#### [Texto]
------------------------------

Durante mi juventud tuve ocasión de conocer Francia, por primera vez. Mientras aquí vivíamos en una sociedad en blanco y negro, Paris fue para mi, una explosión de colores en todos los sentidos. Los franceses tienen, en mi opinión, el perfecto equilibrio entre la alegría latina y la seriedad de los europeos del norte. Cierto es que chauvinismo es una palabra gala, pero que quieren que les diga, en estos momentos de desestima por la identidad nacional, hasta causa envidia sana que los habitantes del país vecino se sientan fieramente orgullosos de sí mismos, como patria. He pasado unos días en la Bretaña francesa. Hace unos años viajé de refilón por Normandía y Bretaña y me prometí volver con más tiempo.

Decirles a estas alturas que el territorio bretón merece la visita, es una obviedad. Existen varias Bretaña, la atlántica con paisajes marinos entre acantilados que baten las olas con furia, en Finisterre, largas playas solitarias que con los cambios de luz parecen distintas, ciudades coquetas como Saint-Malo y pueblos pesqueros como Camaret-sur-mer. También hay una Bretaña de las vías fluviales como el canal navegable Nantes-Brest, con bellos y cuidados paseos de ribera y románticos puentes. Por último la Bretaña interior agrícola y acogedora, con inmensos campos de maíz, que en estos momentos se está recogiendo, y pueblos con elegantes casas de piedra gris.

Impresionan la limpieza de las ciudades, su disciplina urbanística para conservar el rico patrimonio y sobre todo el mantenimiento activo de las carreteras. Hasta en la más pequeña población, las iglesias están abiertas para el turista sin coste alguno y créanme si les digo que la hermosura de sus vidrieras e imágenes románicas, merecerían el pago de una entrada. Si son ustedes aficionados al marisco, sepan que en mercados municipales como el de Vannes, le preparan las langostas y demás bichos suculentos, para comerlos allí mismo y si por casualidad son amantes de las ostras, le prepararán una docenita de las más grandes y frescas que haya probado jamás, por tan solo ocho euros. Del vino y el champán ni hablamos, porque en Francia, es como el valor de los reclutas en la antigua mili: se le supone. Solo queda probar unas galettes y pasear la pupila por Josselin, Malestroit o Rochefort-en-terre. Toda una cura de relax, en medio del tormento catalán que nos aflige.

------------------------------

[Entradas guardadas]
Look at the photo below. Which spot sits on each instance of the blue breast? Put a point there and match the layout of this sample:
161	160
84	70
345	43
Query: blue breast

------------------------------

#### [Completa lo siguiente]
**A.** Responde estas preguntas sobre el texto de la Bretaña francesa:
(i) ¿Qué ciudad se describe como una explosión de colores?
(ii) ¿Qué canal navegable se nombra?
(iii) ¿Cuánto cuesta la docena de ostras?
**B.** Por favor, cita sin cambios del texto de la Bretaña francesa todo lo que va desde "Durante mi juventud" hasta "con más tiempo.".

#### [Respuestas por tarea]
**A.**
(i) París.
(ii) El canal Nantes-Brest.
(iii) Ocho euros.

**B.**
Durante mi juventud tuve ocasión de conocer Francia, por primera vez. Mientras aquí vivíamos en una sociedad en blanco y negro, Paris fue para mi, una explosión de colores en todos los sentidos. Los franceses tienen, en mi opinión, el perfecto equilibrio entre la alegría latina y la seriedad de los europeos del norte. Cierto es que chauvinismo es una palabra gala, pero que quieren que les diga, en estos momentos de desestima por la identidad nacional, hasta causa envidia sana que los habitantes del país vecino se sientan fieramente orgullosos de sí mismos, como patria. He pasado unos días en la Bretaña francesa. Hace unos años viajé de refilón por Normandía y Bretaña y me prometí volver con más tiempo.